PROBLEM DETAILS: Pick out every line in the listing below that contains the word "football", matching case exactly, and copy each one out in full.

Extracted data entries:
--- start ---

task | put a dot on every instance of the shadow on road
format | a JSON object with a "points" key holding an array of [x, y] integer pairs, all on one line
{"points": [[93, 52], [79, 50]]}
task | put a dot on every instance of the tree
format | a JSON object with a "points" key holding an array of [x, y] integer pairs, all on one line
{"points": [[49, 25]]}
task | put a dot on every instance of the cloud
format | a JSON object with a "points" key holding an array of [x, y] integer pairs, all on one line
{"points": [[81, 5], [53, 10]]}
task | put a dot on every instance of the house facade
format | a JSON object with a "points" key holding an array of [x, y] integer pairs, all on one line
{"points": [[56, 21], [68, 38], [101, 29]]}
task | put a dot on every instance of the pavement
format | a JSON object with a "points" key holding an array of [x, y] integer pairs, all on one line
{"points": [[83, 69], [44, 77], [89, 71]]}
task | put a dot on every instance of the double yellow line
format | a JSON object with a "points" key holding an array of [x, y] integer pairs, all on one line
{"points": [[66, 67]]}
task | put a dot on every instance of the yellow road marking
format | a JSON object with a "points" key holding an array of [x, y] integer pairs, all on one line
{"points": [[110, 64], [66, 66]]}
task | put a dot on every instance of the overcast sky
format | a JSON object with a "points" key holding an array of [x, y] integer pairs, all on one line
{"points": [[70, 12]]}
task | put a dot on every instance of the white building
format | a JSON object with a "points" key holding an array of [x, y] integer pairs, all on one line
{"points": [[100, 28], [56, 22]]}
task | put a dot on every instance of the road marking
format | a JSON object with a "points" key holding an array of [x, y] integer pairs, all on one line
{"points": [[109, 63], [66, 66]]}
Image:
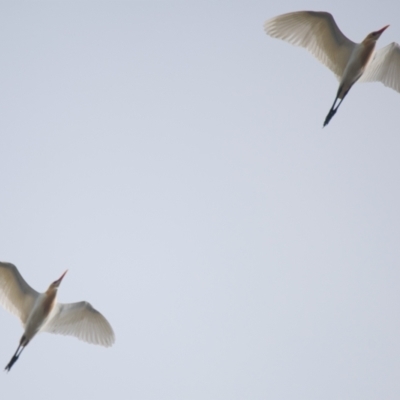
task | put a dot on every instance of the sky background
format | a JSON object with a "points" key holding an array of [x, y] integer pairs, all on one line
{"points": [[172, 157]]}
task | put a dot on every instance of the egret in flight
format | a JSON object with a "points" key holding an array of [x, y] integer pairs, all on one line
{"points": [[41, 312], [349, 61]]}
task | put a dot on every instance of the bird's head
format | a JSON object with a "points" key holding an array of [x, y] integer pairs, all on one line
{"points": [[374, 36], [56, 283]]}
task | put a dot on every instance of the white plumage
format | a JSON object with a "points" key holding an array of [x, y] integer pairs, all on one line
{"points": [[40, 312], [349, 61]]}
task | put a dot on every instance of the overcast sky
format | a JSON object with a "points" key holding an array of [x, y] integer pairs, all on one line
{"points": [[172, 157]]}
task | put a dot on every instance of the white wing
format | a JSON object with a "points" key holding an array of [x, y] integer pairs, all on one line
{"points": [[16, 296], [80, 320], [385, 67], [318, 33]]}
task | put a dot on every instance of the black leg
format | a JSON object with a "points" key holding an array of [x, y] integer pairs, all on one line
{"points": [[14, 358]]}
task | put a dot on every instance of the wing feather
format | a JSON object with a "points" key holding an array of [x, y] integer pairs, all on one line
{"points": [[16, 296], [318, 33], [82, 321], [385, 67]]}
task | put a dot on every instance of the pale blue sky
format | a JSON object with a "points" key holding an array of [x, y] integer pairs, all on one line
{"points": [[172, 157]]}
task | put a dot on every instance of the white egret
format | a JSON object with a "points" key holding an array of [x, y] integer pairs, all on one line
{"points": [[41, 312], [349, 61]]}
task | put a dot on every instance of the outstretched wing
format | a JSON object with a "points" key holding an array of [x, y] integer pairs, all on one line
{"points": [[318, 33], [16, 296], [385, 67], [82, 321]]}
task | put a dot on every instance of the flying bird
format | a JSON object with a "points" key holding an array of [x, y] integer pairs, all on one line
{"points": [[349, 61], [41, 312]]}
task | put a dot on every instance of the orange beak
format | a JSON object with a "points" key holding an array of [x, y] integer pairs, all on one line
{"points": [[381, 30]]}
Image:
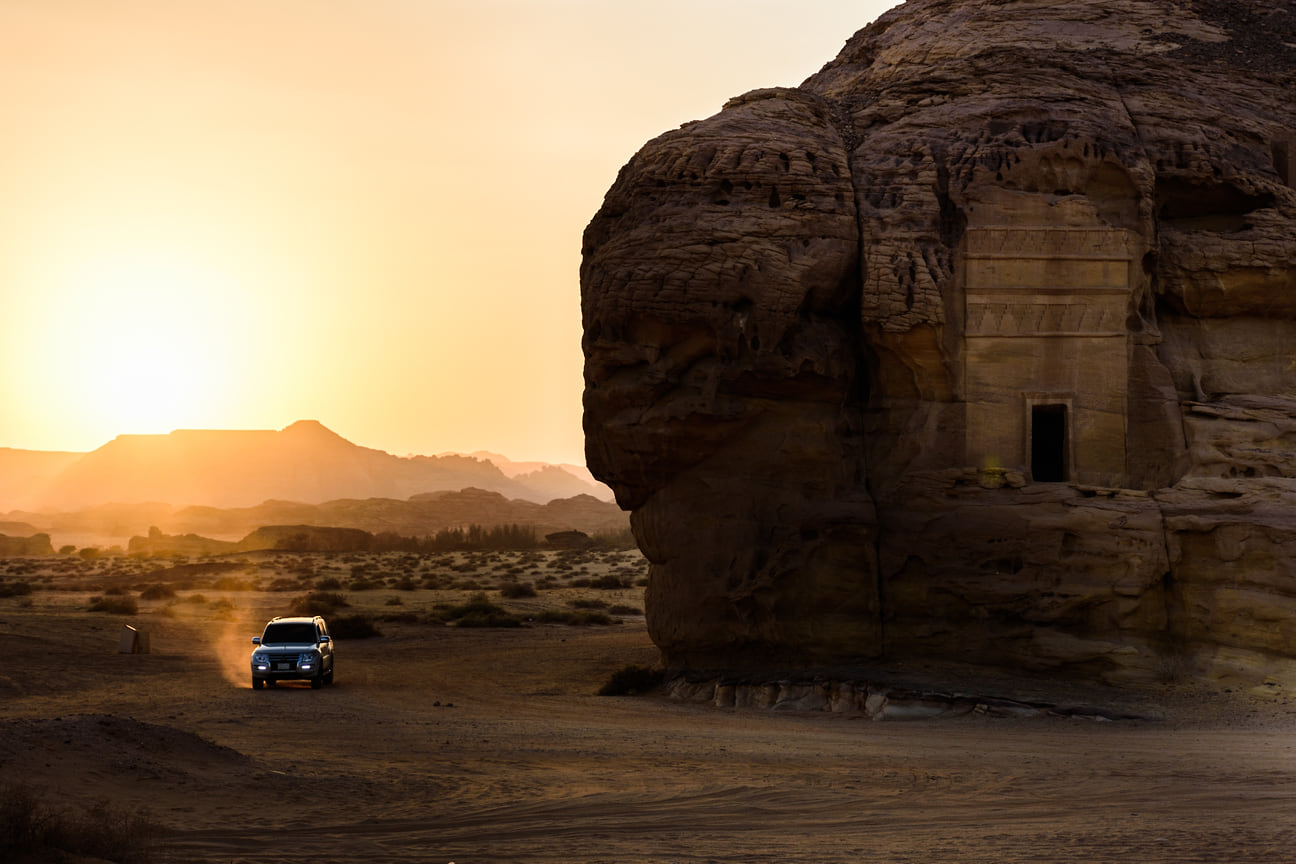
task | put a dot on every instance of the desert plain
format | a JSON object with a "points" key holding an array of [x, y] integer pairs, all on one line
{"points": [[442, 742]]}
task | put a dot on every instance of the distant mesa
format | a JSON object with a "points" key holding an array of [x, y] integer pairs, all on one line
{"points": [[977, 345], [305, 463], [35, 544]]}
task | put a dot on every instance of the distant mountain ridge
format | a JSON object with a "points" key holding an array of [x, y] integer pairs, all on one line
{"points": [[305, 463]]}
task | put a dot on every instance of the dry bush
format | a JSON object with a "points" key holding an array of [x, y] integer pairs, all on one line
{"points": [[157, 591], [114, 605], [353, 627], [17, 588], [31, 829], [480, 612]]}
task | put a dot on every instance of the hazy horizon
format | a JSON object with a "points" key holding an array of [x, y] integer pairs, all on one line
{"points": [[236, 215], [477, 452]]}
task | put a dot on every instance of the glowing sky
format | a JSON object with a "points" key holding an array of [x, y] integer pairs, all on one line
{"points": [[237, 214]]}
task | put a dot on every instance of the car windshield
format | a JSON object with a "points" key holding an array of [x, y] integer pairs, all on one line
{"points": [[289, 635]]}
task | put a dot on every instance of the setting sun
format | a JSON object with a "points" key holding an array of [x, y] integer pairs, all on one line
{"points": [[237, 215]]}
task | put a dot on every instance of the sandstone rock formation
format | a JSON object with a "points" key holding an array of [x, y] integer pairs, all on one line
{"points": [[977, 345], [23, 547]]}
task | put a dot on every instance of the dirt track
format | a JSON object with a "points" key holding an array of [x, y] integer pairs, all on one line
{"points": [[441, 744]]}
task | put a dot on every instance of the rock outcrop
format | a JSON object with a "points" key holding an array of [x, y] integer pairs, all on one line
{"points": [[23, 547], [976, 345]]}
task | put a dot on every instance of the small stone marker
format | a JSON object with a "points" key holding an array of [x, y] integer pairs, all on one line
{"points": [[132, 641]]}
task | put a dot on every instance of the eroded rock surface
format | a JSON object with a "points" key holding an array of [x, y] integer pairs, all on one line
{"points": [[976, 345]]}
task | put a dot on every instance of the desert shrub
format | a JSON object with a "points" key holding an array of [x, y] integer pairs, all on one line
{"points": [[16, 588], [114, 605], [31, 830], [631, 680], [353, 627], [319, 602], [157, 591], [480, 612]]}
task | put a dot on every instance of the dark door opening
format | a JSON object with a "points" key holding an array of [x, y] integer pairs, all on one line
{"points": [[1049, 444]]}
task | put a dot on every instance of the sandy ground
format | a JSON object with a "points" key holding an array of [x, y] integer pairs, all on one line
{"points": [[442, 744]]}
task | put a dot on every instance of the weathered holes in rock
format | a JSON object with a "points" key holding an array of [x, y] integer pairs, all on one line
{"points": [[1011, 565], [1284, 161], [1069, 544], [1211, 201]]}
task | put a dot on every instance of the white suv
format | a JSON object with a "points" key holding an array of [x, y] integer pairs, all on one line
{"points": [[293, 649]]}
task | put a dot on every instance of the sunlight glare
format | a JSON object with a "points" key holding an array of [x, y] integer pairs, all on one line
{"points": [[148, 342]]}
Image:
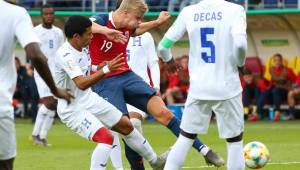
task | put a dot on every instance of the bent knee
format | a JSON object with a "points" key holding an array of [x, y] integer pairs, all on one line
{"points": [[103, 136]]}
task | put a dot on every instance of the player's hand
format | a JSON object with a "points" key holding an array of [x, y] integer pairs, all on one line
{"points": [[163, 17], [115, 36], [117, 63], [173, 66], [63, 94], [157, 91]]}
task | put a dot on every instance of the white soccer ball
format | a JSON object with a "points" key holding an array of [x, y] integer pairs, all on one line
{"points": [[256, 155]]}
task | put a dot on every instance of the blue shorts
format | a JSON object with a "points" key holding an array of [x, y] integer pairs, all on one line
{"points": [[125, 88]]}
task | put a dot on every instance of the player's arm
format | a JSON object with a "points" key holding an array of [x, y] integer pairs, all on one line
{"points": [[146, 26], [239, 36], [111, 34], [25, 35], [39, 62], [113, 65], [175, 32], [153, 62]]}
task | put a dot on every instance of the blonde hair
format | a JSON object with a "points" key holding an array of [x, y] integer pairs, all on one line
{"points": [[134, 5]]}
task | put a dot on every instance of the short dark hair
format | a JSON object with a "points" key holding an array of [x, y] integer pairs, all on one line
{"points": [[118, 3], [46, 6], [76, 24]]}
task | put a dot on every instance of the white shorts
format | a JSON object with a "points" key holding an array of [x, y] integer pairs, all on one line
{"points": [[85, 120], [42, 87], [229, 114], [131, 108], [7, 138]]}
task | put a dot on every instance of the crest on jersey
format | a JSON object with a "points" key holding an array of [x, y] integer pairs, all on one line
{"points": [[127, 34]]}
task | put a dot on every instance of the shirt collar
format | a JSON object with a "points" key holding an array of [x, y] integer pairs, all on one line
{"points": [[73, 49], [111, 19]]}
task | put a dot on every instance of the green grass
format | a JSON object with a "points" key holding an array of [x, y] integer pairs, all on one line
{"points": [[71, 152]]}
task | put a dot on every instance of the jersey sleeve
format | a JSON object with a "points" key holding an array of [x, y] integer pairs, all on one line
{"points": [[100, 19], [177, 30], [24, 30], [152, 55], [68, 64], [152, 61], [239, 25], [61, 37]]}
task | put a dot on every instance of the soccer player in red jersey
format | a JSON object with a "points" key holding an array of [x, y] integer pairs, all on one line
{"points": [[125, 86]]}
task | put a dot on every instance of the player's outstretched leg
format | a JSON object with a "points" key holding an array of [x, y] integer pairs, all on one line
{"points": [[6, 164], [135, 160], [138, 143], [102, 151], [235, 156], [116, 155], [158, 109], [179, 151]]}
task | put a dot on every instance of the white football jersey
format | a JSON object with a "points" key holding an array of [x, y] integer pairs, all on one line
{"points": [[211, 25], [141, 53], [17, 25], [71, 63], [51, 39]]}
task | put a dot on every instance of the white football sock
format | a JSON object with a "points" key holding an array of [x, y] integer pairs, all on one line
{"points": [[139, 144], [48, 121], [100, 156], [178, 153], [137, 123], [116, 155], [39, 120], [235, 156]]}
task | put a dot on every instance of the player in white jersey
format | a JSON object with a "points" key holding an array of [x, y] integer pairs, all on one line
{"points": [[217, 35], [141, 56], [89, 114], [51, 38], [18, 26]]}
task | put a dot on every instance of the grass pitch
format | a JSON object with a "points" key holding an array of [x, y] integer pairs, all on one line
{"points": [[71, 152]]}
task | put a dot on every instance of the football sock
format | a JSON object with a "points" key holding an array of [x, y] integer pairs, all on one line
{"points": [[135, 160], [139, 144], [115, 155], [137, 123], [100, 156], [39, 120], [178, 153], [174, 126], [48, 121], [235, 156]]}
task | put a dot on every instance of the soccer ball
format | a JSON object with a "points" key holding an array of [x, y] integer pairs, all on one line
{"points": [[256, 155]]}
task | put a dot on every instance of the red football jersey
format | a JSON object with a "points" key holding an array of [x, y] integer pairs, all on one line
{"points": [[102, 49]]}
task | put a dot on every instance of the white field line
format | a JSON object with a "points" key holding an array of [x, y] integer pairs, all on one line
{"points": [[203, 167]]}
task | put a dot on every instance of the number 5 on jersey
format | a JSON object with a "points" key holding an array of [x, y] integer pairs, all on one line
{"points": [[106, 46], [204, 33]]}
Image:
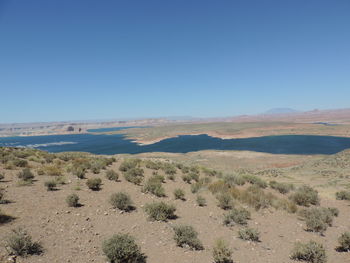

--- end ---

OUTPUT BELOW:
task | put a dot on every instance of the white football jersey
task | put a dot on every instance of the white football sock
task | put a dot on every instance of the football sock
task | put a dot on every instance of the red football jersey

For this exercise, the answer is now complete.